Listed records:
::::

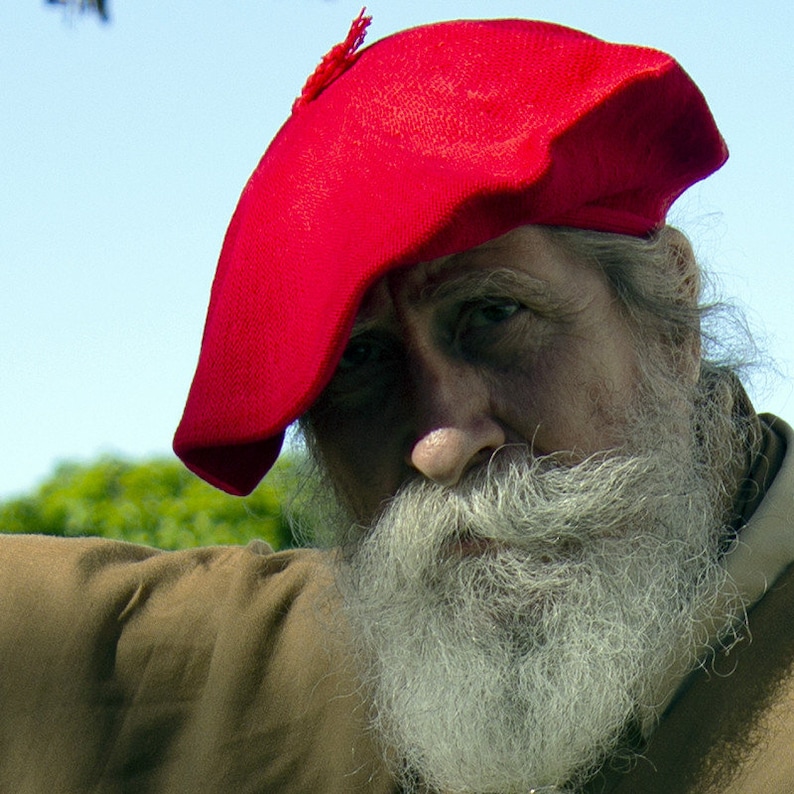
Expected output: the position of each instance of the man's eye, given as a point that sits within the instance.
(361, 353)
(488, 313)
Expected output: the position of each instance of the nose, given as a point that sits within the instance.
(456, 429)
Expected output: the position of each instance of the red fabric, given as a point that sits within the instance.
(428, 142)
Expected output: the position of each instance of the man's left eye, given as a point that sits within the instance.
(492, 312)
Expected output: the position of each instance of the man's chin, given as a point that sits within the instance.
(513, 657)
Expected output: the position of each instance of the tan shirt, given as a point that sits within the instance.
(125, 669)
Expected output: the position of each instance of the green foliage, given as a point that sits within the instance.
(157, 503)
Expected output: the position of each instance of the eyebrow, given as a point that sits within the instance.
(474, 282)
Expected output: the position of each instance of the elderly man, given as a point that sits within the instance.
(562, 535)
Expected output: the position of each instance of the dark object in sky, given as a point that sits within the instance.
(99, 6)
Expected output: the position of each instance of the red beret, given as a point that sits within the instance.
(427, 143)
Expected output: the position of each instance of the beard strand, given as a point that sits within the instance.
(520, 666)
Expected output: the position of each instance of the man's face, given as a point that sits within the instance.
(516, 599)
(512, 342)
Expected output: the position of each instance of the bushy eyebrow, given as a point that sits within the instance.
(473, 283)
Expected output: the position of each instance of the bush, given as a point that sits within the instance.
(157, 503)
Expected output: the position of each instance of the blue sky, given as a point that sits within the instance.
(125, 147)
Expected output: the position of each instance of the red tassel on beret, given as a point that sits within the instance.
(429, 142)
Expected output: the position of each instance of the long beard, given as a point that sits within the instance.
(510, 628)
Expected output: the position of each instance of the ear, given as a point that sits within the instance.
(686, 272)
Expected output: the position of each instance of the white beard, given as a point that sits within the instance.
(519, 667)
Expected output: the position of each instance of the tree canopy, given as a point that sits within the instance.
(157, 503)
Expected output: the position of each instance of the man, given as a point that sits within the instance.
(554, 512)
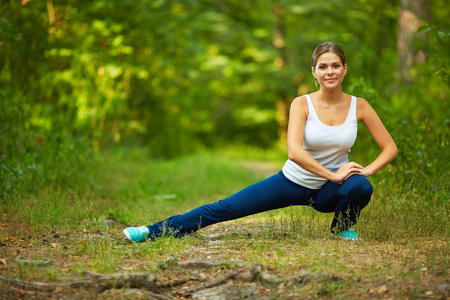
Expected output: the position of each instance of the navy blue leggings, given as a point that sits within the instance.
(346, 200)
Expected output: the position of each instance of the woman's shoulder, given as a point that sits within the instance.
(362, 104)
(300, 106)
(300, 100)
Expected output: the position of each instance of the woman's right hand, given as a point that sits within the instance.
(347, 170)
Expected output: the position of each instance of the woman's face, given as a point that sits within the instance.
(329, 70)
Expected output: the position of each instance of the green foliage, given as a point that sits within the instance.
(176, 77)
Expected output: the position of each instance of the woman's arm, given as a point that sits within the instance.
(389, 151)
(297, 119)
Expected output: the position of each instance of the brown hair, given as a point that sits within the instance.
(325, 48)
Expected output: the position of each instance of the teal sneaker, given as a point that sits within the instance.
(136, 234)
(349, 234)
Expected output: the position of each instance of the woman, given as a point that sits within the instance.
(322, 129)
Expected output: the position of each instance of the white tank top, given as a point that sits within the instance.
(329, 145)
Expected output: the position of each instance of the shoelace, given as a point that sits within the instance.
(142, 230)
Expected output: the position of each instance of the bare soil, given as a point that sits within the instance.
(218, 267)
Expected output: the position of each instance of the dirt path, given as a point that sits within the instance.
(219, 266)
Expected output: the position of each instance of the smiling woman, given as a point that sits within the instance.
(322, 129)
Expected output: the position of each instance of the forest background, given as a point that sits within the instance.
(79, 79)
(117, 113)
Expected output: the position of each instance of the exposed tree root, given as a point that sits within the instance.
(149, 282)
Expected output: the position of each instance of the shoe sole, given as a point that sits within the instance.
(345, 238)
(127, 234)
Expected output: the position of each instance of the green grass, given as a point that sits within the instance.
(405, 248)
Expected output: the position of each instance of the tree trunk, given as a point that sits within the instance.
(412, 12)
(281, 61)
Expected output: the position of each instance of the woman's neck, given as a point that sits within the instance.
(330, 96)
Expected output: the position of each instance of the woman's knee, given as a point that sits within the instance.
(361, 185)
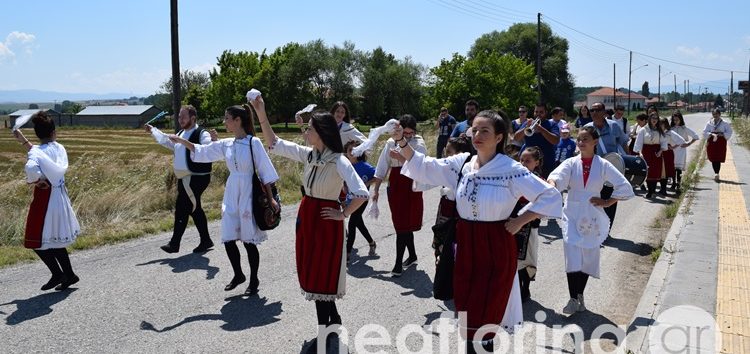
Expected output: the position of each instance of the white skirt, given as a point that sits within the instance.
(579, 259)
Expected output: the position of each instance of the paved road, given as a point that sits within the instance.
(135, 298)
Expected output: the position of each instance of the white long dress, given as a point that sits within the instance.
(237, 220)
(680, 153)
(489, 193)
(585, 226)
(50, 161)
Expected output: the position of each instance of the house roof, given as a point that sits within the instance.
(23, 112)
(608, 91)
(114, 110)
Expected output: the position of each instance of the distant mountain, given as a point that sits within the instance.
(34, 96)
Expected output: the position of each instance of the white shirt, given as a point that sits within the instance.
(648, 136)
(180, 157)
(490, 192)
(721, 127)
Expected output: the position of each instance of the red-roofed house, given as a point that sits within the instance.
(605, 95)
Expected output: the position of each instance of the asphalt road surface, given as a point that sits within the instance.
(133, 297)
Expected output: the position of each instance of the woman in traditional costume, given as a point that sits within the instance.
(320, 244)
(245, 156)
(585, 224)
(51, 225)
(486, 253)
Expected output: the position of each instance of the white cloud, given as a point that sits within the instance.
(693, 52)
(16, 39)
(204, 68)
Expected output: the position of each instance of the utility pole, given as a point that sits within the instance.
(658, 95)
(731, 93)
(539, 54)
(175, 64)
(614, 84)
(630, 73)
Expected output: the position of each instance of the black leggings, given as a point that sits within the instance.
(57, 260)
(356, 222)
(253, 256)
(716, 166)
(404, 240)
(576, 283)
(327, 313)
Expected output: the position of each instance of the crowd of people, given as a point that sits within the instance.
(498, 178)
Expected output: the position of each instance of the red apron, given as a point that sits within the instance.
(654, 163)
(406, 205)
(716, 151)
(484, 272)
(35, 220)
(319, 246)
(668, 157)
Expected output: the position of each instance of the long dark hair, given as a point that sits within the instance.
(44, 126)
(246, 117)
(677, 114)
(658, 123)
(347, 115)
(498, 119)
(326, 127)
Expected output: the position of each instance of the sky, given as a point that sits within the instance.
(124, 46)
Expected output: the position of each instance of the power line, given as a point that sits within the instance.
(643, 54)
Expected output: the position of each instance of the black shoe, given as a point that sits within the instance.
(252, 289)
(235, 281)
(67, 282)
(410, 262)
(170, 249)
(203, 247)
(53, 282)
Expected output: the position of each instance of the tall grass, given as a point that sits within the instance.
(122, 186)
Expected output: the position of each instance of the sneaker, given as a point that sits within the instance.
(571, 307)
(581, 306)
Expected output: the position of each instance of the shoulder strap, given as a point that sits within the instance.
(461, 170)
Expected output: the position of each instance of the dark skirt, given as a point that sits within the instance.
(320, 251)
(654, 163)
(668, 157)
(406, 205)
(716, 151)
(35, 220)
(484, 273)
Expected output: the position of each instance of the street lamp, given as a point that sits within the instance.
(630, 73)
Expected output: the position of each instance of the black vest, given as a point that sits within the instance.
(196, 167)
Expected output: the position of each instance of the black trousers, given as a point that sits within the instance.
(356, 222)
(184, 209)
(442, 143)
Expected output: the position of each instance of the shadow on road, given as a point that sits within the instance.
(239, 313)
(190, 261)
(35, 307)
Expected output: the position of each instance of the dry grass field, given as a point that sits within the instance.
(121, 185)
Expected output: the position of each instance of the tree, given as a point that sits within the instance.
(520, 40)
(496, 81)
(719, 102)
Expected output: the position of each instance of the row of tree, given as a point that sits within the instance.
(498, 71)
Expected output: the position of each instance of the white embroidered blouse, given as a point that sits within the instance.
(490, 192)
(324, 173)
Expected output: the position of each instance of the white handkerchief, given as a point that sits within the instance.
(252, 94)
(20, 121)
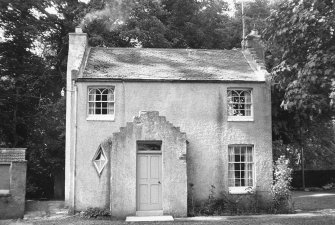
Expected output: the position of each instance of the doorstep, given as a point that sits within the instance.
(148, 218)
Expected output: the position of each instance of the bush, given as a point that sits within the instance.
(224, 204)
(96, 213)
(281, 194)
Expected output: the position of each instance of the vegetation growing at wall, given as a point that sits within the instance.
(224, 204)
(96, 213)
(282, 199)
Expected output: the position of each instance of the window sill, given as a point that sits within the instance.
(4, 193)
(241, 190)
(240, 118)
(101, 117)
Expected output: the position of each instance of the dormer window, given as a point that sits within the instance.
(101, 103)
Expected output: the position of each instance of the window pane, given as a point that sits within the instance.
(247, 97)
(149, 145)
(91, 97)
(110, 96)
(104, 98)
(239, 102)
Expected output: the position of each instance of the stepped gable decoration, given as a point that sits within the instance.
(148, 126)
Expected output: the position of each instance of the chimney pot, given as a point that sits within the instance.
(78, 30)
(254, 32)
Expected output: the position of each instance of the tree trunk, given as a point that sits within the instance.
(15, 135)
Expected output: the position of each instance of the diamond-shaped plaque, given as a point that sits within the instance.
(100, 160)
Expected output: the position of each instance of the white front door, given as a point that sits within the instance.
(149, 187)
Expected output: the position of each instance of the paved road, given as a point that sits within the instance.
(313, 201)
(315, 208)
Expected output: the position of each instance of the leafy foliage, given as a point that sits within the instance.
(281, 187)
(96, 213)
(300, 38)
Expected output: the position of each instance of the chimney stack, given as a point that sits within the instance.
(77, 48)
(253, 43)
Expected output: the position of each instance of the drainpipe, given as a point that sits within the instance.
(74, 144)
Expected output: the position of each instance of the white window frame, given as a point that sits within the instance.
(241, 118)
(101, 117)
(4, 192)
(247, 189)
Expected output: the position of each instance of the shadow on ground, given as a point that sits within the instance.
(313, 201)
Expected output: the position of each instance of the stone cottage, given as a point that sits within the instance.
(144, 125)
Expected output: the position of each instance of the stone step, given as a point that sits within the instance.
(148, 218)
(150, 213)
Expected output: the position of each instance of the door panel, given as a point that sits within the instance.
(149, 174)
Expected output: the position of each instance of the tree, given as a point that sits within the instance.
(33, 66)
(300, 37)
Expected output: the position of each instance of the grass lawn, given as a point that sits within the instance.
(264, 220)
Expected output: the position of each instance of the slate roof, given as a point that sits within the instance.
(168, 64)
(12, 154)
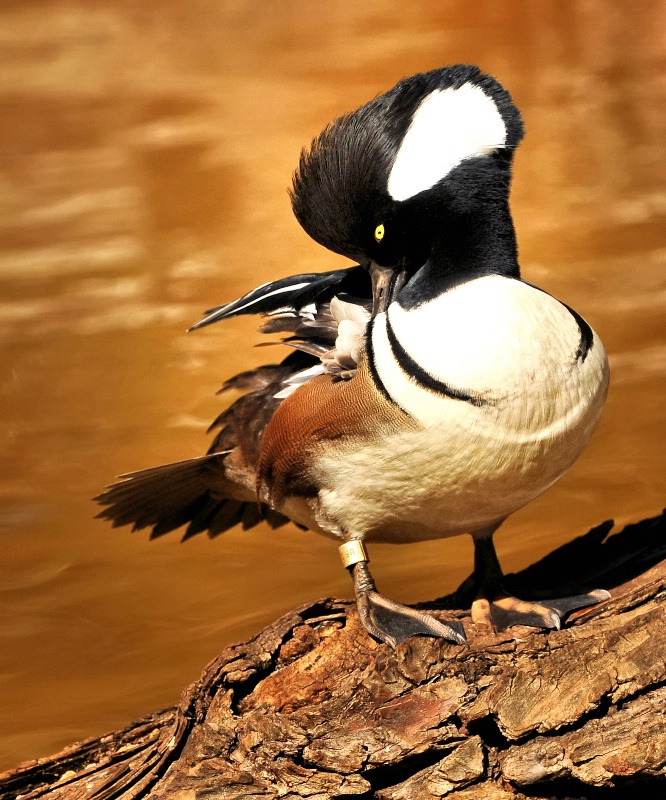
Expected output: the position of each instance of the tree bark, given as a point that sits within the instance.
(312, 707)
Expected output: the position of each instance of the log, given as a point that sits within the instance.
(312, 707)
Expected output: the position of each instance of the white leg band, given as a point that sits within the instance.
(352, 552)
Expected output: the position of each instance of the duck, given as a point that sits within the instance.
(429, 391)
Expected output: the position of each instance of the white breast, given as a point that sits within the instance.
(533, 403)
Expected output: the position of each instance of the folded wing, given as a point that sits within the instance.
(324, 316)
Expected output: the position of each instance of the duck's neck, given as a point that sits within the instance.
(467, 247)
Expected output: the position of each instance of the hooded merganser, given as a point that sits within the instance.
(430, 392)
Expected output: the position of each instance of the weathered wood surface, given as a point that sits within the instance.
(313, 708)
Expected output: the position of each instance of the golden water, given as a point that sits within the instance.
(145, 150)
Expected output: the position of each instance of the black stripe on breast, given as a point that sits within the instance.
(586, 335)
(374, 374)
(416, 371)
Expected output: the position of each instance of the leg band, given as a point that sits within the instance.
(352, 552)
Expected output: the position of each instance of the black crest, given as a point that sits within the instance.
(339, 192)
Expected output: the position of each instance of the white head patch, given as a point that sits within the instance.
(449, 126)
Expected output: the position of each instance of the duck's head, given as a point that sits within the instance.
(419, 176)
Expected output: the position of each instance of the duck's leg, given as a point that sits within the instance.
(494, 606)
(386, 620)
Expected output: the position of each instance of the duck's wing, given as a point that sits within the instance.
(218, 491)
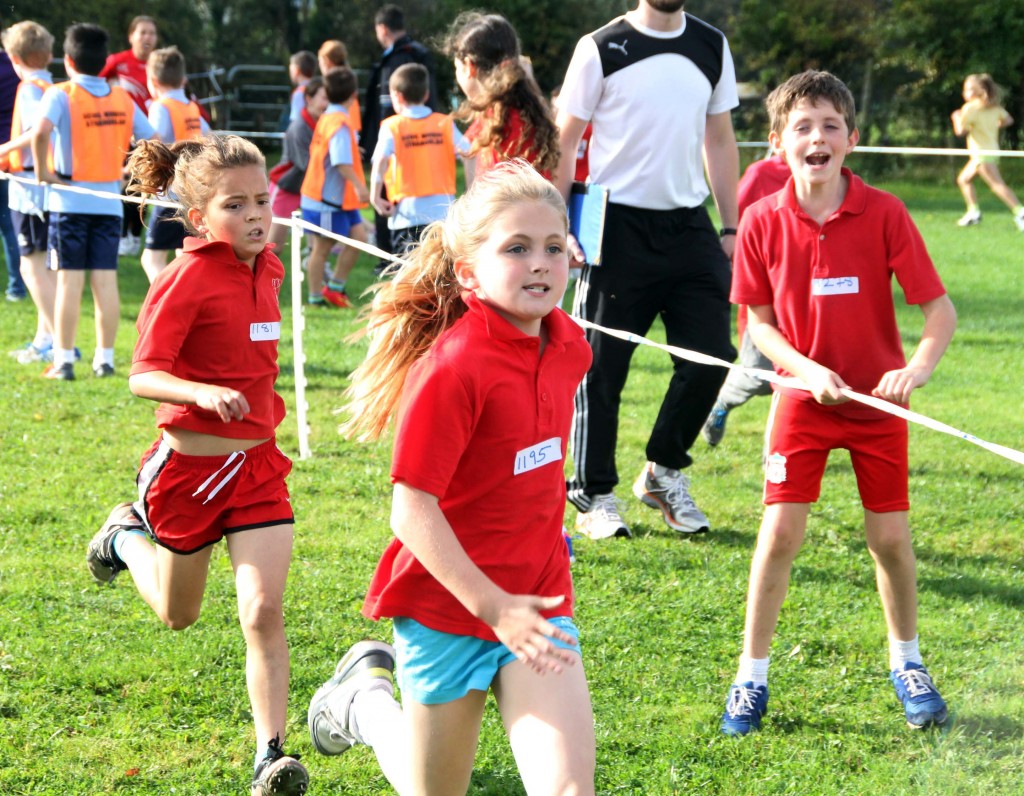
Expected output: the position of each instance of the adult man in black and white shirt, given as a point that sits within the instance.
(658, 86)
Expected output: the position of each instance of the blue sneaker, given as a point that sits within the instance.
(744, 709)
(714, 427)
(922, 703)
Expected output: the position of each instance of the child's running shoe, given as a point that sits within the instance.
(279, 773)
(602, 519)
(670, 494)
(922, 703)
(367, 664)
(744, 709)
(31, 353)
(714, 427)
(338, 298)
(64, 372)
(102, 561)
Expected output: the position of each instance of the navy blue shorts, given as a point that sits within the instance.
(31, 232)
(83, 242)
(338, 221)
(165, 232)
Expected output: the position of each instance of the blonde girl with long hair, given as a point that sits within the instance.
(980, 120)
(471, 355)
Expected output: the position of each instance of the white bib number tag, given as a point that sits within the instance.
(836, 286)
(538, 455)
(267, 331)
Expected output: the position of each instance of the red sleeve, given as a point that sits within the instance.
(751, 284)
(164, 322)
(908, 258)
(110, 67)
(426, 451)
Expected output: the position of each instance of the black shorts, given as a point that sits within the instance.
(31, 232)
(165, 232)
(83, 242)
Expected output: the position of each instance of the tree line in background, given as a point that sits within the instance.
(904, 59)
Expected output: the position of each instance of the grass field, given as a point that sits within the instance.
(97, 698)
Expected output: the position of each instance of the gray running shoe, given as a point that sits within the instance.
(367, 664)
(671, 495)
(102, 561)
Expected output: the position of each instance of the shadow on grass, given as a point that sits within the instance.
(997, 728)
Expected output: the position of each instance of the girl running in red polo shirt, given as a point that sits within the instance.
(208, 352)
(471, 354)
(508, 115)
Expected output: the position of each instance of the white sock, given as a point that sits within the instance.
(378, 719)
(753, 670)
(102, 357)
(375, 713)
(121, 537)
(902, 653)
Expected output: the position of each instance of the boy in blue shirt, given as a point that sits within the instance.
(92, 125)
(30, 47)
(415, 159)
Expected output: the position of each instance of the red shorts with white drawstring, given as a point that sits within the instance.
(190, 502)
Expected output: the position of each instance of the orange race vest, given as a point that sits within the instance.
(312, 183)
(16, 158)
(100, 132)
(424, 161)
(185, 119)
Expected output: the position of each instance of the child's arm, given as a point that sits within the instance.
(348, 172)
(381, 204)
(940, 322)
(25, 139)
(40, 150)
(161, 385)
(823, 383)
(956, 117)
(420, 525)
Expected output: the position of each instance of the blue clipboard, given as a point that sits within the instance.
(588, 205)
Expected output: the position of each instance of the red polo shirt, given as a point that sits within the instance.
(208, 318)
(830, 285)
(478, 407)
(130, 73)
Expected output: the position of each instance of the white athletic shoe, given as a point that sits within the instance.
(602, 520)
(367, 664)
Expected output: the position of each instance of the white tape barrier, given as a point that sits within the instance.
(298, 325)
(771, 376)
(907, 151)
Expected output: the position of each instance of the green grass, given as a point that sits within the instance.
(97, 697)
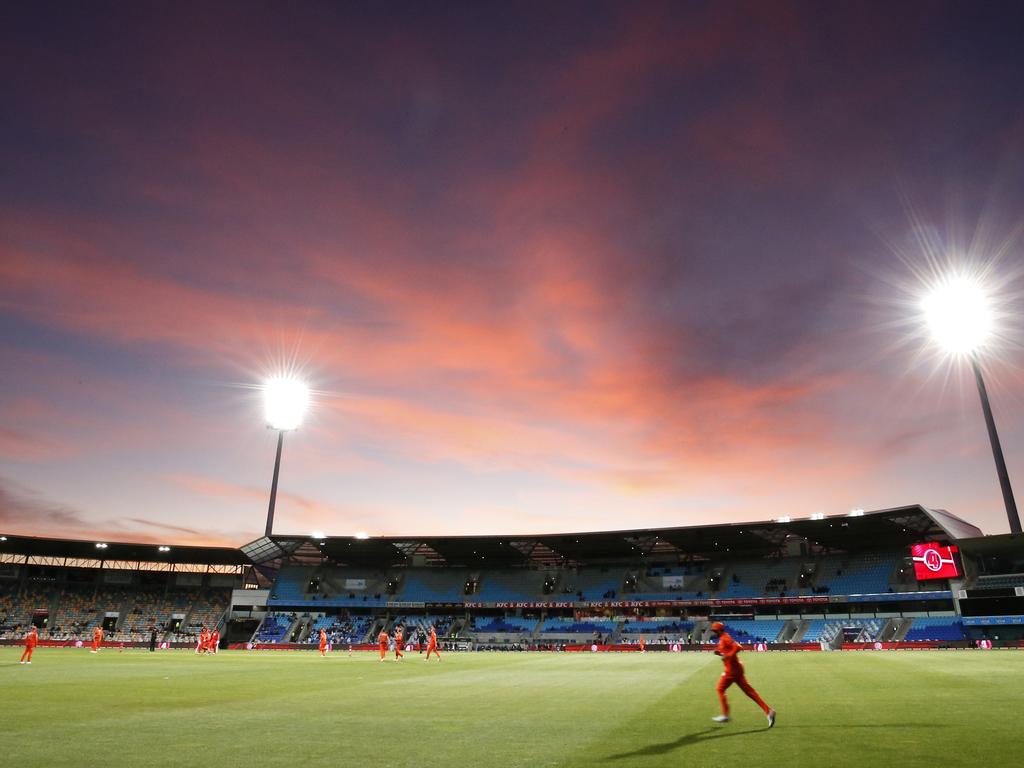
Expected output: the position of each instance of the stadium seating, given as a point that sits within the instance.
(512, 585)
(827, 630)
(999, 582)
(578, 627)
(273, 629)
(427, 585)
(937, 628)
(748, 632)
(509, 625)
(868, 573)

::::

Directive: Please rescale the material above, from the line holding "child's arm, given" through the end of the material, inclusive: repeat every line in that span, requests included, with each coordinate in the answers multiplied by 0.95 and rounded to a whole number, halves rounded up. Leave the pictures out.

Completed task:
Expected output: the position of each instance of the child's arm, given as a point that sits within the instance.
(331, 163)
(362, 194)
(893, 306)
(24, 132)
(38, 143)
(153, 366)
(782, 364)
(908, 111)
(399, 499)
Expected output: the position of each instance of the blue clipboard, given as a point that sits within the instance.
(559, 195)
Expected output: the position of each instance of the red polo shirt, given as a point that sits within the instance.
(198, 302)
(789, 271)
(454, 387)
(124, 69)
Expected output: the position of each instance of the white athletic shoe, given as a point that sits within the instance.
(572, 494)
(349, 631)
Expected output: the position of each instance of the white tape barrier, given as a point that sits within the instance.
(283, 309)
(732, 357)
(862, 143)
Expected output: the position of each instance of the green grass, given as a point that sits within the instance.
(92, 662)
Expected output: the position of each instance of the stadium seating, given as a point that sits within the instance.
(486, 556)
(786, 599)
(949, 553)
(549, 596)
(259, 598)
(406, 556)
(890, 597)
(711, 600)
(484, 594)
(825, 544)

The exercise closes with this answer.